DO THIS
Report each line of the data below that contains the word "skirt", copying every such line whole. Case counts.

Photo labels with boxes

⁂

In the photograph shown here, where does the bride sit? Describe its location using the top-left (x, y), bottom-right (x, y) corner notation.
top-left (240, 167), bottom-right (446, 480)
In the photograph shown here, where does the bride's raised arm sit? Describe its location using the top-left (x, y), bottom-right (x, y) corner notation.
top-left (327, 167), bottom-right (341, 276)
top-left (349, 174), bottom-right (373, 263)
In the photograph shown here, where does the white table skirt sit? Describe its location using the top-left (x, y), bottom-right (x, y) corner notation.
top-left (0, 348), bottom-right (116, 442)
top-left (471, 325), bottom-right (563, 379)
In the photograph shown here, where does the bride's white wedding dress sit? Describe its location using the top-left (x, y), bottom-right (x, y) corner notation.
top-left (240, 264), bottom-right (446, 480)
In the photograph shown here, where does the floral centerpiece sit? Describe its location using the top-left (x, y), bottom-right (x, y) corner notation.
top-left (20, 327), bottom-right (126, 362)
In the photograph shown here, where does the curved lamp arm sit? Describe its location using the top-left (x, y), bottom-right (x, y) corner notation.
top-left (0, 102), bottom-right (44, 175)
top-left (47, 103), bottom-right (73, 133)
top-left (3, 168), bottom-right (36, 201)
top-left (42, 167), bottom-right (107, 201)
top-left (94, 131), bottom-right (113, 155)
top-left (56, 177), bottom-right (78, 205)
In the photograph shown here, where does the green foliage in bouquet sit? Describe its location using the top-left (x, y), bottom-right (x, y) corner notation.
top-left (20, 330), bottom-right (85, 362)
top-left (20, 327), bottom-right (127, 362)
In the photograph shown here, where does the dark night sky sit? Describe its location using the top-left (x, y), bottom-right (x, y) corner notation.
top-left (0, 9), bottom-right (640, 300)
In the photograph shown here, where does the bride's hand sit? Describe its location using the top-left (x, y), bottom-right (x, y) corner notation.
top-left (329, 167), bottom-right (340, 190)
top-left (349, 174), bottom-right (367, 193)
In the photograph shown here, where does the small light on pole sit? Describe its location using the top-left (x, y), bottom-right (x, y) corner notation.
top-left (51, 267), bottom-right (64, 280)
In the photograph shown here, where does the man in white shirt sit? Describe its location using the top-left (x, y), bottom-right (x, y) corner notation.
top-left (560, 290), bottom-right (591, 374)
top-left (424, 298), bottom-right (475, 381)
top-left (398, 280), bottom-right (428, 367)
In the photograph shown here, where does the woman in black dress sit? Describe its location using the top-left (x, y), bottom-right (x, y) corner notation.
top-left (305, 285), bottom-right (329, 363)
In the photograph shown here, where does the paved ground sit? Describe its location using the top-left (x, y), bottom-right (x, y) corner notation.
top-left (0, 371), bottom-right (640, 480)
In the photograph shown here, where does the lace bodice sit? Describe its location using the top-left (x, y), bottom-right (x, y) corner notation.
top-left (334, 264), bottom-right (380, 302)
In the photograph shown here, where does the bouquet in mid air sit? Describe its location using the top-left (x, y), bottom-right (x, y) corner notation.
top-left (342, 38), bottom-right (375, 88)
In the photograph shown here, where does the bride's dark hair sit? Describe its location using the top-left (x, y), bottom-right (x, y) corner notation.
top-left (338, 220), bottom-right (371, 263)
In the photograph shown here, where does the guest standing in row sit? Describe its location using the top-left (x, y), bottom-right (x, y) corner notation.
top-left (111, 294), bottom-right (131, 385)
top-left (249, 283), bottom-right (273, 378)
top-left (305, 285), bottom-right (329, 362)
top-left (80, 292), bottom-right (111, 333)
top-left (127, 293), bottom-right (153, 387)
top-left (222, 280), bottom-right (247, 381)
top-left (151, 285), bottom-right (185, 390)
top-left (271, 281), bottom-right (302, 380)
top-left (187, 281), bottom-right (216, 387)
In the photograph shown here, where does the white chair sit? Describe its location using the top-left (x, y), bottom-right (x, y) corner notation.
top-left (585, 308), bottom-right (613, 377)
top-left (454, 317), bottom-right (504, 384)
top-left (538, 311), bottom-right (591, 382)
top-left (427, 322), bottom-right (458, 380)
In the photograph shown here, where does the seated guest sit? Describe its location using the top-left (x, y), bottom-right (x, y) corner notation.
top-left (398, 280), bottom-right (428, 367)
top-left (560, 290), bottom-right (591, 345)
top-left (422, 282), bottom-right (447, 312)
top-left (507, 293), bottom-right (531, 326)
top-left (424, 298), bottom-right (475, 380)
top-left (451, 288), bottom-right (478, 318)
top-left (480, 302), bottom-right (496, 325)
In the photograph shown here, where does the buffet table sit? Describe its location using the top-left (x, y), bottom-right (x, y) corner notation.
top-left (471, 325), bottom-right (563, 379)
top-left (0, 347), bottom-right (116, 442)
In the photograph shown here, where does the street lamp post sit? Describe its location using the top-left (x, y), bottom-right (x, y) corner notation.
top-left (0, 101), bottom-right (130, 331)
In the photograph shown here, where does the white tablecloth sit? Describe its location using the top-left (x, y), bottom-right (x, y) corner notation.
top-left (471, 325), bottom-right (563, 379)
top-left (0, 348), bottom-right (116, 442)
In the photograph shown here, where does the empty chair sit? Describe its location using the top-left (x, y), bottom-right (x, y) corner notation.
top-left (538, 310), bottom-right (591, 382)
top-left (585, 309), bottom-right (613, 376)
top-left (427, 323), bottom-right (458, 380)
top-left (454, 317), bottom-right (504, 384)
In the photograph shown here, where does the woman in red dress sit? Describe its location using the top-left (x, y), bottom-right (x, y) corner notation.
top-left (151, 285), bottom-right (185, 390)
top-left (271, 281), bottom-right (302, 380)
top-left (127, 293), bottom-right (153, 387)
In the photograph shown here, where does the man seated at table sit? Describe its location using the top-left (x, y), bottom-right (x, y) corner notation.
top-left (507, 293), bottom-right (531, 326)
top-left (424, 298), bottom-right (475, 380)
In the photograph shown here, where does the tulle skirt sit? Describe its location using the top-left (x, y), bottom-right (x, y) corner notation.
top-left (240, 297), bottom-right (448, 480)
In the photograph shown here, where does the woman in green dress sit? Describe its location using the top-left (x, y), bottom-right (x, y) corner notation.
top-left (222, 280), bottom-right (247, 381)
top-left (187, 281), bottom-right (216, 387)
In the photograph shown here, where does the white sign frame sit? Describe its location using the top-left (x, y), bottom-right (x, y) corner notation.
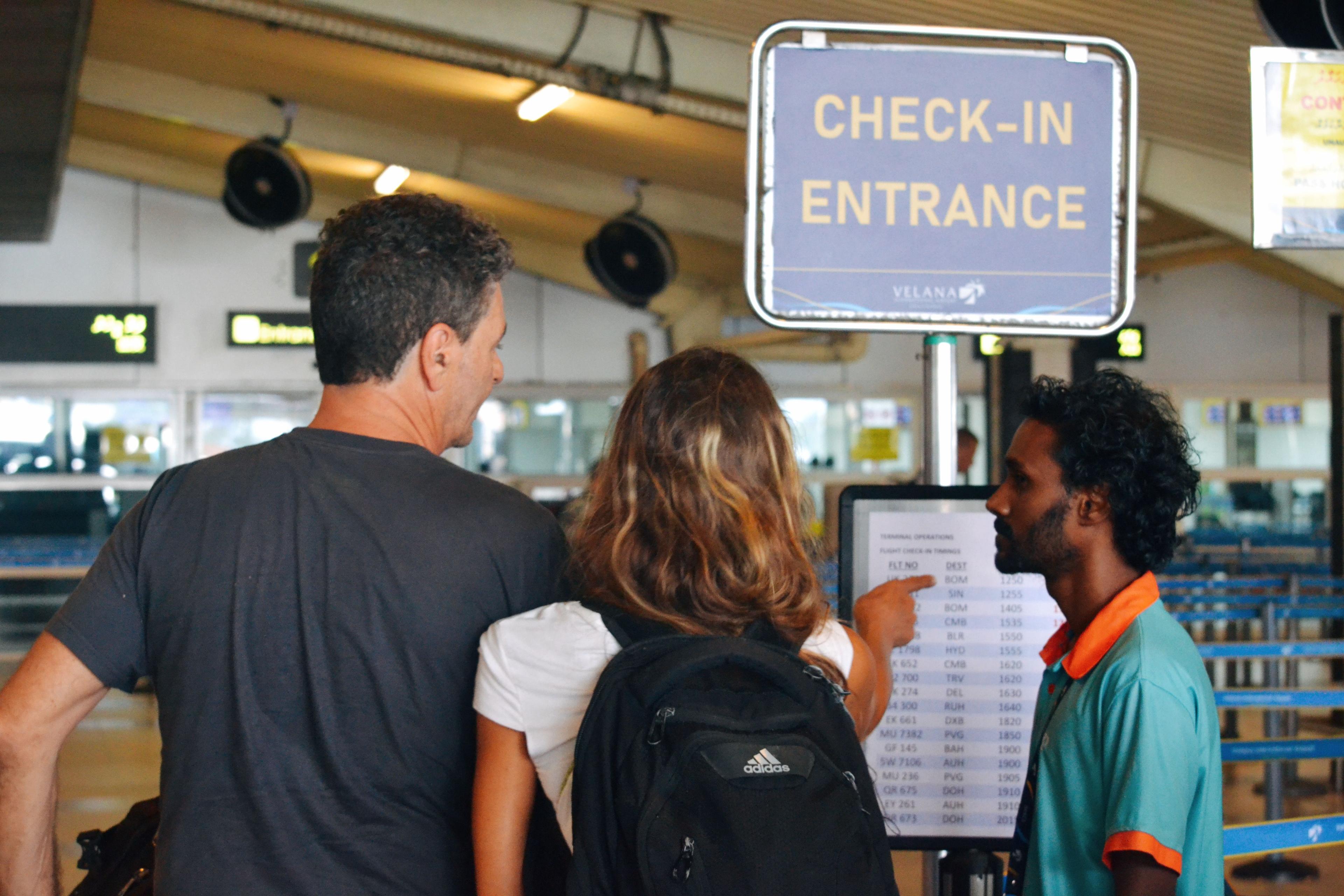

⁂

FINISHED TASK
In the photograph shown here, where does the white table skirt sit? Describe its location using the top-left (x, y), bottom-right (x, y) corner notation.
In the photograph shown here, where does the tulle skirt sit? Describe its location using the top-left (x, y), bottom-right (x, y) corner notation.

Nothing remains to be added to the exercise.